PAGE EXTRACT >>
A guy called Tom Harvey set up a project called Concert to Calais. His vision was to create a music tour from London to Calais, via some other venues. Along the way, they would collect donations to take directly to the refugee camps in Calais, and keep people’s awareness of what’s going on fresh in our collective mind. Once the pictures are relegated to the bottom of the news pile, it’s easy to forget that people are still stuck there, homeless and in need of help. Tom and his team reached Calais on Friday and did a fantastic job. Take a look at the project here:

http://www.concerttocalais.wordpress.com

http://www.crowdfunder.co.uk/concert-to-calais

One of the acts playing the Southampton leg was my friend Jim Chorley. http://www.jimchorley.com

He plays acoustic folk songs and is a jolly nice bloke, so of course he’d be playing and making his voice heard. He has many wonderful songs including this one that puts into words that feeling of solidarity and that drive to help those people who need it.

Jim was joined by Steve Lowis (who I’m afraid I missed) and Jess Vincent. Jess had been part of the Concert to Calais team for the whole journey. She had a very endearing manner and sang some beautiful songs including a promising folk song (alas, more verses are needed for full folk affiliation!).

RECORD EXTRACTS >>

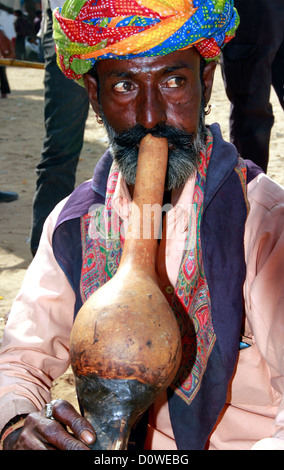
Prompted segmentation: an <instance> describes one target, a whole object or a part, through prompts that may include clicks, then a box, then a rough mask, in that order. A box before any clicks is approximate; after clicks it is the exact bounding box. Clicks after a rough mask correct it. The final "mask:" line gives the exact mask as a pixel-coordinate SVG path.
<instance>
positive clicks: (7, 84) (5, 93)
mask: <svg viewBox="0 0 284 470" xmlns="http://www.w3.org/2000/svg"><path fill="white" fill-rule="evenodd" d="M0 82H1V95H2V96H5V95H7V94H8V93H10V91H11V90H10V86H9V83H8V79H7V75H6V67H3V66H0Z"/></svg>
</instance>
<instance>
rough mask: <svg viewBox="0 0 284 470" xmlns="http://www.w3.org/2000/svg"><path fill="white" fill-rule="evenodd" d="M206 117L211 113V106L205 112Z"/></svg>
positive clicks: (208, 105)
mask: <svg viewBox="0 0 284 470" xmlns="http://www.w3.org/2000/svg"><path fill="white" fill-rule="evenodd" d="M204 113H205V116H208V114H210V113H211V104H209V105H208V107H207V109H205V110H204Z"/></svg>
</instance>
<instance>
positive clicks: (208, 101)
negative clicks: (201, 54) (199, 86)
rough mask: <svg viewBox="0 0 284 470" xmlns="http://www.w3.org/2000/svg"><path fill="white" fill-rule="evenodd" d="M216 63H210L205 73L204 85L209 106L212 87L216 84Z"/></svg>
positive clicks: (205, 70) (207, 66) (208, 63)
mask: <svg viewBox="0 0 284 470" xmlns="http://www.w3.org/2000/svg"><path fill="white" fill-rule="evenodd" d="M216 65H217V63H216V61H215V60H214V61H212V62H208V64H206V65H205V67H204V71H203V83H204V99H205V104H208V103H209V101H210V98H211V93H212V87H213V82H214V74H215V70H216Z"/></svg>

TASK INSTRUCTIONS >> Carry on the account of the Concert to Calais music tour from its final sentence.

REPLY TO THE TASK >>
It was an interesting evening. I was very tired and arrived late. The soothing, melodic music almost lulled me to sleep at points. But I was always brought back to reality by the pictures that sat behind the performers. The pictures of the camps in Calais. The pictures of the people not knowing what their future holds. One particular man stared through the camera at me. Every time I caught his gaze, I felt the tears forming. And that swelling feeling of helplessness.

I’m sat writing this on a cold, wet, windy Easter Sunday evening. I’ve got family around, I’m warm and dry and I’ve got a full belly. And all I can think of are the people who are sat in the camps in Calais, or anywhere else for that matter, where they’ve been displaced from their homes. These people are still there, every single moment we enjoy in comfort.

The Concert to Calais team did a great job, and everyone who attended and donated did something positive.

But there must be something else that we can do.

Right now, I don’t know what that is, but I have to believe there’s something.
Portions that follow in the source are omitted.